REQUIRED WORK:
(a) List every line in the gist page that begins with the # character.
(b) According to the gist page, in which PostgreSQL version was the sync_replication_slot parameter introduced?

DOCUMENT TEXT:
────────────────

Skip to content

Instantly share code, notes, and snippets.

@aamir814
Last active December 16, 2024 19:42
Show Gist options
  • Select an option

  • Save aamir814/092ed85bd90e28d79af029e561c1da88 to your computer and use it in GitHub Desktop.

Select an option

Save aamir814/092ed85bd90e28d79af029e561c1da88 to your computer and use it in GitHub Desktop.
Test sync_replication_slot to keep the logical replication running during a failover
#!/usr/bin/env bash
#####################################################################
# Purpose:
# The following steps show how to use the new PostgreSQL parameter
# sync_replication_slot introduced in version 17 to keep logical
# replication running during a failover or major upgrade.

────────────────

GIVEN DATA:
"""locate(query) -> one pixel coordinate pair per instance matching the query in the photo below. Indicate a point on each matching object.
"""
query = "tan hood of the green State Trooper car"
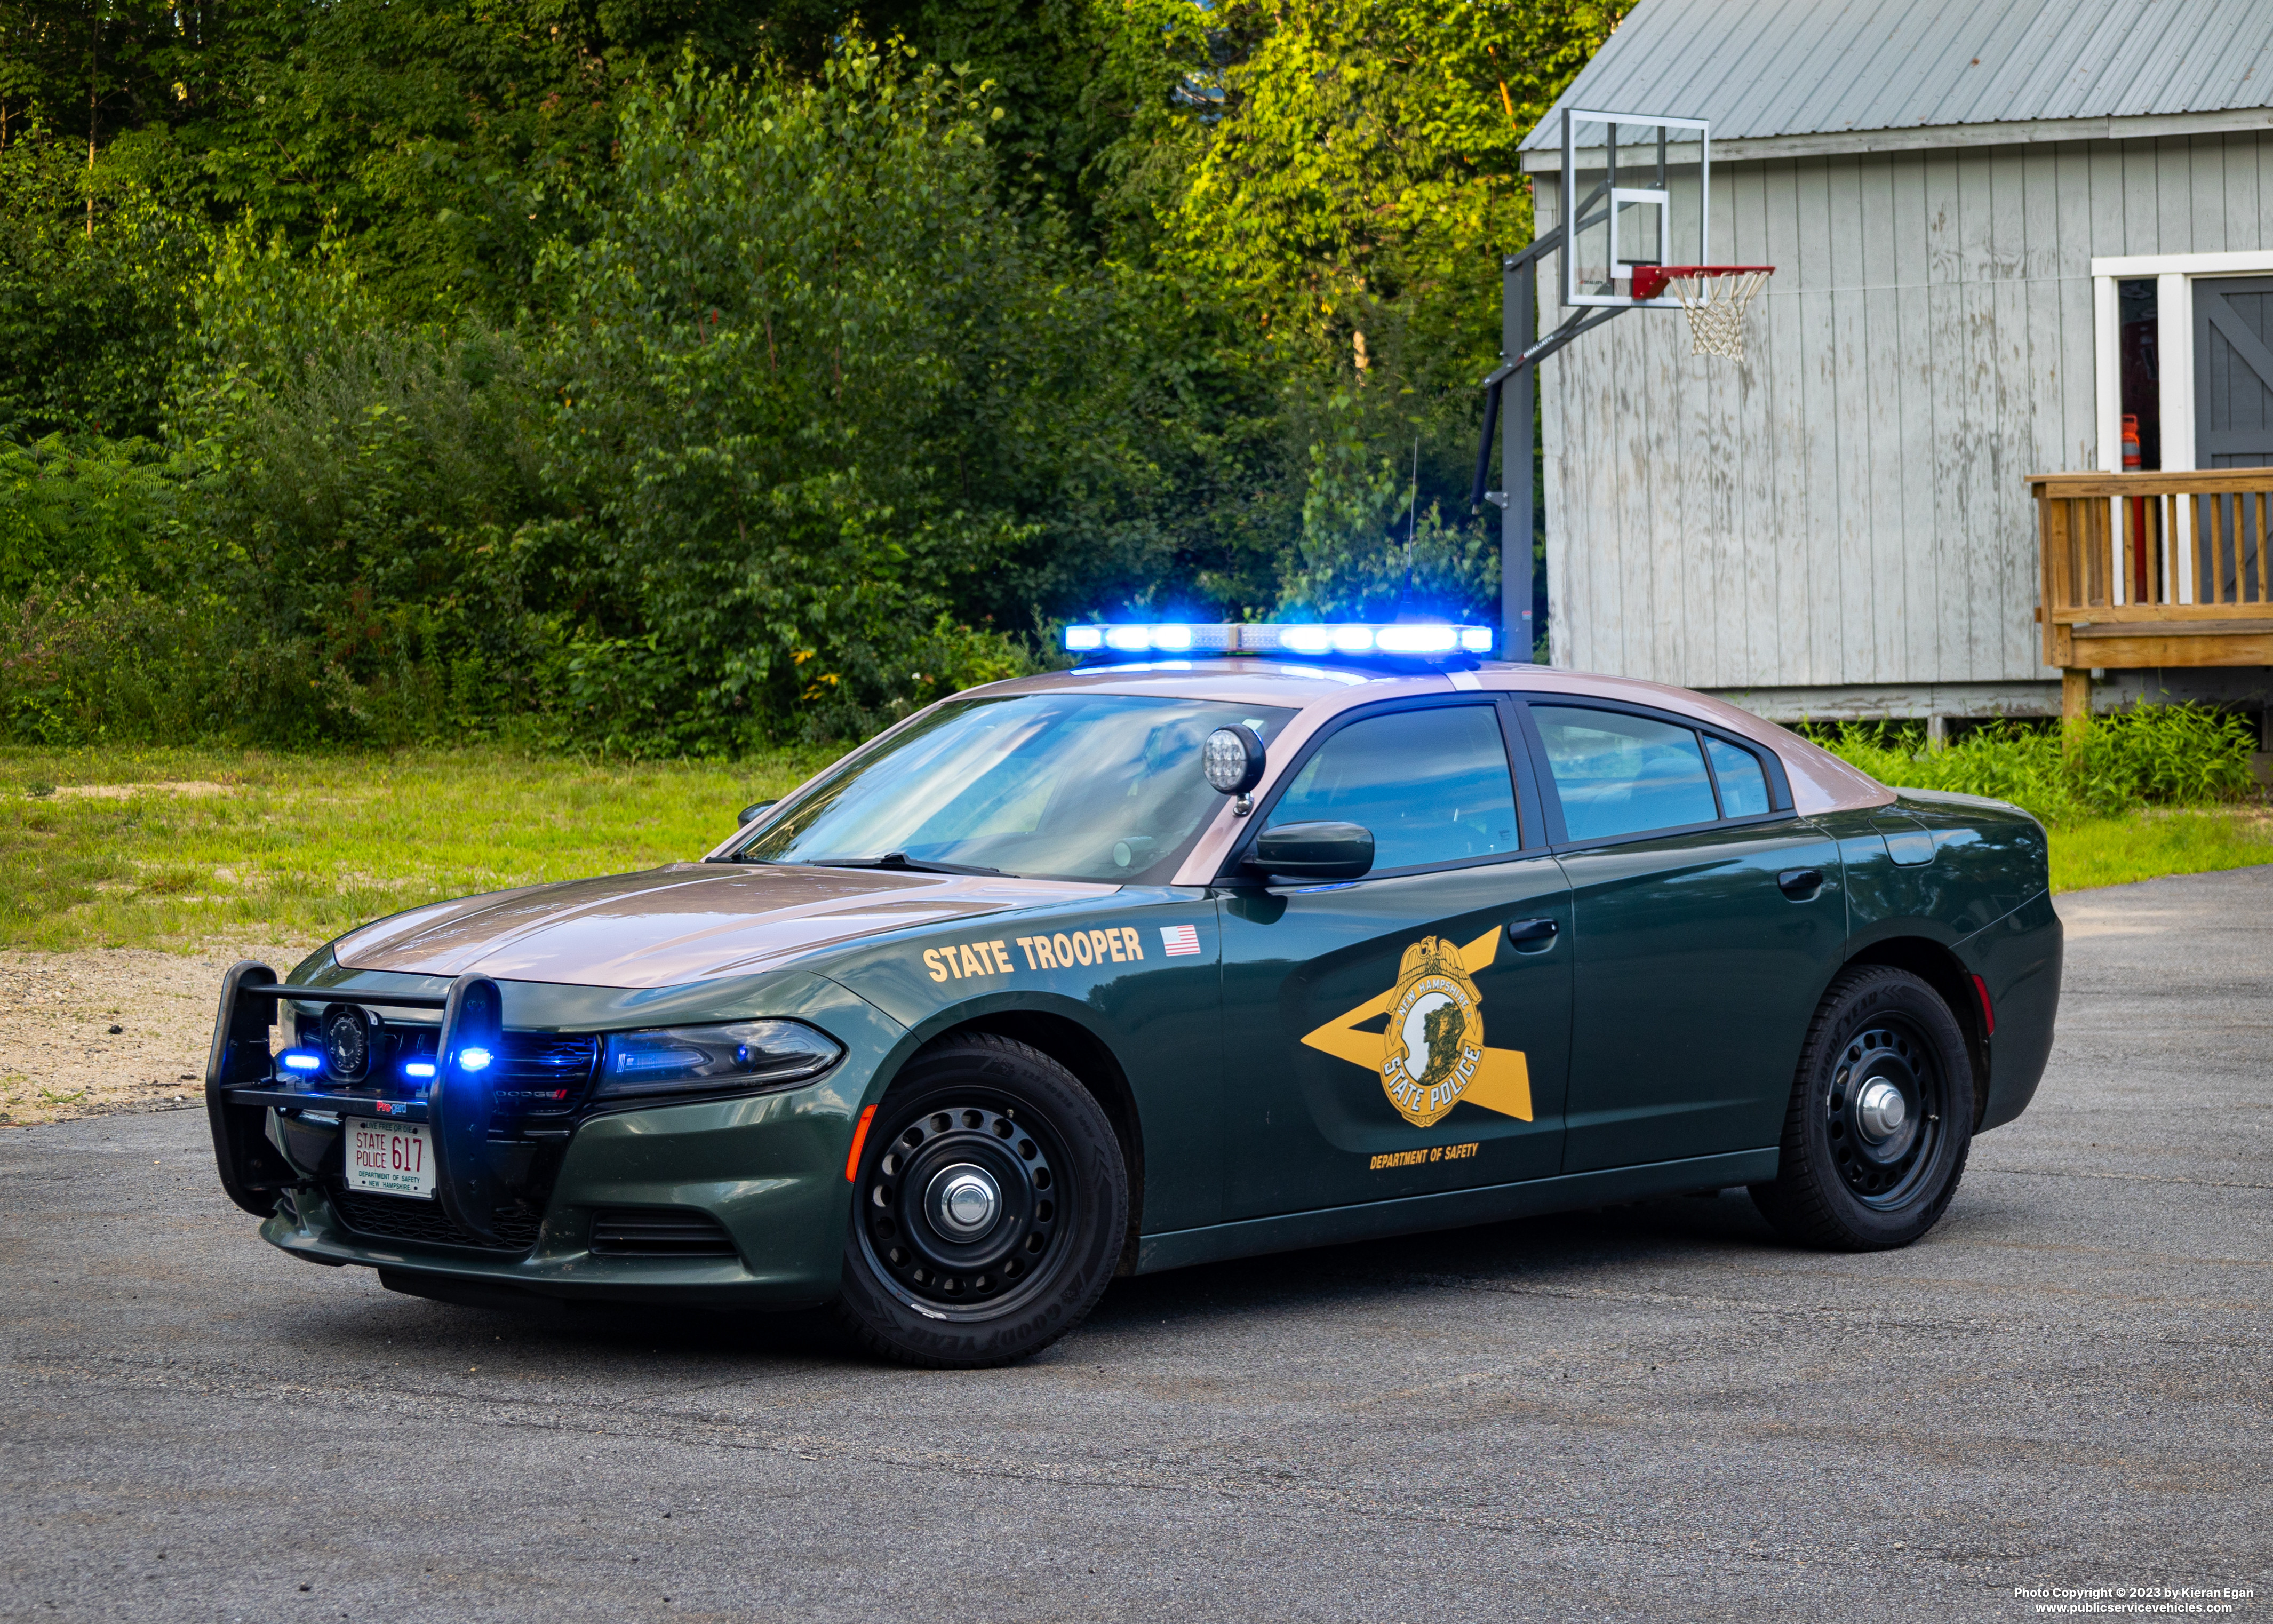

────────────────

ANSWERS BY TASK:
(a)
- #!/usr/bin/env bash
- #####################################################################
- # Purpose:
- # The following steps show how to use the new PostgreSQL parameter
- # sync_replication_slot introduced in version 17 to keep logical
- # replication running during a failover or major upgrade.

(b) Version 17.